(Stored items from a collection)
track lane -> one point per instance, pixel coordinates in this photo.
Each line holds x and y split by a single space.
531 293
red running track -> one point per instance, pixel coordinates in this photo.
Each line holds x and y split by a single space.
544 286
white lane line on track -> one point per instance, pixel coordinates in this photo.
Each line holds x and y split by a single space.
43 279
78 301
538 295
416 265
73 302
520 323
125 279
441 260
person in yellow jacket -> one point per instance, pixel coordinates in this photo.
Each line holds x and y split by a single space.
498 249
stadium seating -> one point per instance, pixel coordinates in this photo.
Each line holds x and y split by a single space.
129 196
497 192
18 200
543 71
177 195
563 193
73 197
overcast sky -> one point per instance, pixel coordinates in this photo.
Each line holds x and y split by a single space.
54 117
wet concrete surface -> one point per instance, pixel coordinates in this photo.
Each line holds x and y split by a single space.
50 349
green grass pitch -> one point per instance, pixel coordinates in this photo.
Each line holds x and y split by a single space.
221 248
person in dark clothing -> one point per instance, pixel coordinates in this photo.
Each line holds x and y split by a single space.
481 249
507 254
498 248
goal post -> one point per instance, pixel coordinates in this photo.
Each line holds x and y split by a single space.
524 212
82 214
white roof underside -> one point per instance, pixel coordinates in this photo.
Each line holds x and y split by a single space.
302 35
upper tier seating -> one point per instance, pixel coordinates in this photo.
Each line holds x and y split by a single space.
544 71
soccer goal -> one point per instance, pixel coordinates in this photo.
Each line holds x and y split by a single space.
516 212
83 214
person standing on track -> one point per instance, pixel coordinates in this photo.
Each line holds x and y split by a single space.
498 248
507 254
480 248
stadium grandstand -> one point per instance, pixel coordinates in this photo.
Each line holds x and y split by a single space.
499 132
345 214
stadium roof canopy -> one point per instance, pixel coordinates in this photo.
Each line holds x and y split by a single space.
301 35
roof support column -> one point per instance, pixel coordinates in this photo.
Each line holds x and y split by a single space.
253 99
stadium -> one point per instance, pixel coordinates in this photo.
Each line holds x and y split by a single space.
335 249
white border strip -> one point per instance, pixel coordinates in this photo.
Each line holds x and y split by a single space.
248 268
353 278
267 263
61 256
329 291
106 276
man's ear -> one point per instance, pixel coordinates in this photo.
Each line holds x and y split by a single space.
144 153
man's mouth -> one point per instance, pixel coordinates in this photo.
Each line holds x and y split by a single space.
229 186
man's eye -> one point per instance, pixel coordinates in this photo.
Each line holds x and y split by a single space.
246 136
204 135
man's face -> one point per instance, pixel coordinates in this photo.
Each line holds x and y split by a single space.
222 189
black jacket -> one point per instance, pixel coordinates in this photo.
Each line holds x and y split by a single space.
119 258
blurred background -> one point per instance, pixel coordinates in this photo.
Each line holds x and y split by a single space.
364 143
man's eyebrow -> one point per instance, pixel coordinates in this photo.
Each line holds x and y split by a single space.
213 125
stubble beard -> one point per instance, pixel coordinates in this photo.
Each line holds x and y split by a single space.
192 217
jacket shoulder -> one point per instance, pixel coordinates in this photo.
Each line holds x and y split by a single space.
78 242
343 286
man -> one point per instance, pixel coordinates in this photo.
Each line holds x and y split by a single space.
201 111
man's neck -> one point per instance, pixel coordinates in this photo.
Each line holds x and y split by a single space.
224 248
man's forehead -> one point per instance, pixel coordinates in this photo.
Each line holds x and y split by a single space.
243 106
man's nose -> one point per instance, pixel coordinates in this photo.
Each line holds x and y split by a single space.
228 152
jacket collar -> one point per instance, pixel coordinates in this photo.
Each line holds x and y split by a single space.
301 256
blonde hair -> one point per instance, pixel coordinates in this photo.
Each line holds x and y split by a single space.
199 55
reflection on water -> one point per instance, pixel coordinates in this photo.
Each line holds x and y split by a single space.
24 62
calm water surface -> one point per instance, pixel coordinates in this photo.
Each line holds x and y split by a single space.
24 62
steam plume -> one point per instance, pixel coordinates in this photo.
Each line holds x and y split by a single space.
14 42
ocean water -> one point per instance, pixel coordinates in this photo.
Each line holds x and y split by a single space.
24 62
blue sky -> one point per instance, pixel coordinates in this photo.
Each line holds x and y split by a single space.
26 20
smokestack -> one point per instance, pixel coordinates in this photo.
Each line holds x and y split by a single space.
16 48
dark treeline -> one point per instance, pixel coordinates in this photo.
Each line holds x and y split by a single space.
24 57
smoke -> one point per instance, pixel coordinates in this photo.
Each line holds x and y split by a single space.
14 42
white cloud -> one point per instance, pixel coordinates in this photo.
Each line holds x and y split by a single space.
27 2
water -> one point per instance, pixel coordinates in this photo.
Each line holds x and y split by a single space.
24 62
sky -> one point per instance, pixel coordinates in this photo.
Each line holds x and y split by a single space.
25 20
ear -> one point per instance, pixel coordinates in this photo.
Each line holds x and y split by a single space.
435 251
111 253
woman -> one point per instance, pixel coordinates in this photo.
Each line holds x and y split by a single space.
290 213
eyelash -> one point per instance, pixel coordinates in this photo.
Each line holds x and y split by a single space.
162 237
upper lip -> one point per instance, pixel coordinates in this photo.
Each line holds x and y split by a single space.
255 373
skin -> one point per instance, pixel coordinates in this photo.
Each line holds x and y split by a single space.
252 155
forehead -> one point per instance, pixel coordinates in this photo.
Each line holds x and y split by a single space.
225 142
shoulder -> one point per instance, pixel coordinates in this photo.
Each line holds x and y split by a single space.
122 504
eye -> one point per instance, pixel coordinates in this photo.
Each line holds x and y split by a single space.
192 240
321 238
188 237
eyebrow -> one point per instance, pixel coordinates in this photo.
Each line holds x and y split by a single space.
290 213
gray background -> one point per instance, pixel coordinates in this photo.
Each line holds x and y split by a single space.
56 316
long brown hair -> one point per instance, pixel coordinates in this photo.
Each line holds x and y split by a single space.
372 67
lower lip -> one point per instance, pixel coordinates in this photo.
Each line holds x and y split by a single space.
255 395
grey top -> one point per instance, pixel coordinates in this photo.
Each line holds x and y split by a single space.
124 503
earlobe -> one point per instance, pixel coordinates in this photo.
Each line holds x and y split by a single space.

**What the task asks**
Return all lines in the entries above that carry the word "person".

**Result of the exercise**
person in yellow jacket -> one point per instance, pixel coordinates in this photo.
person in dark clothing -> one point per instance, pixel coordinates in this photo.
person standing on track -> one point per instance, pixel coordinates in this photo.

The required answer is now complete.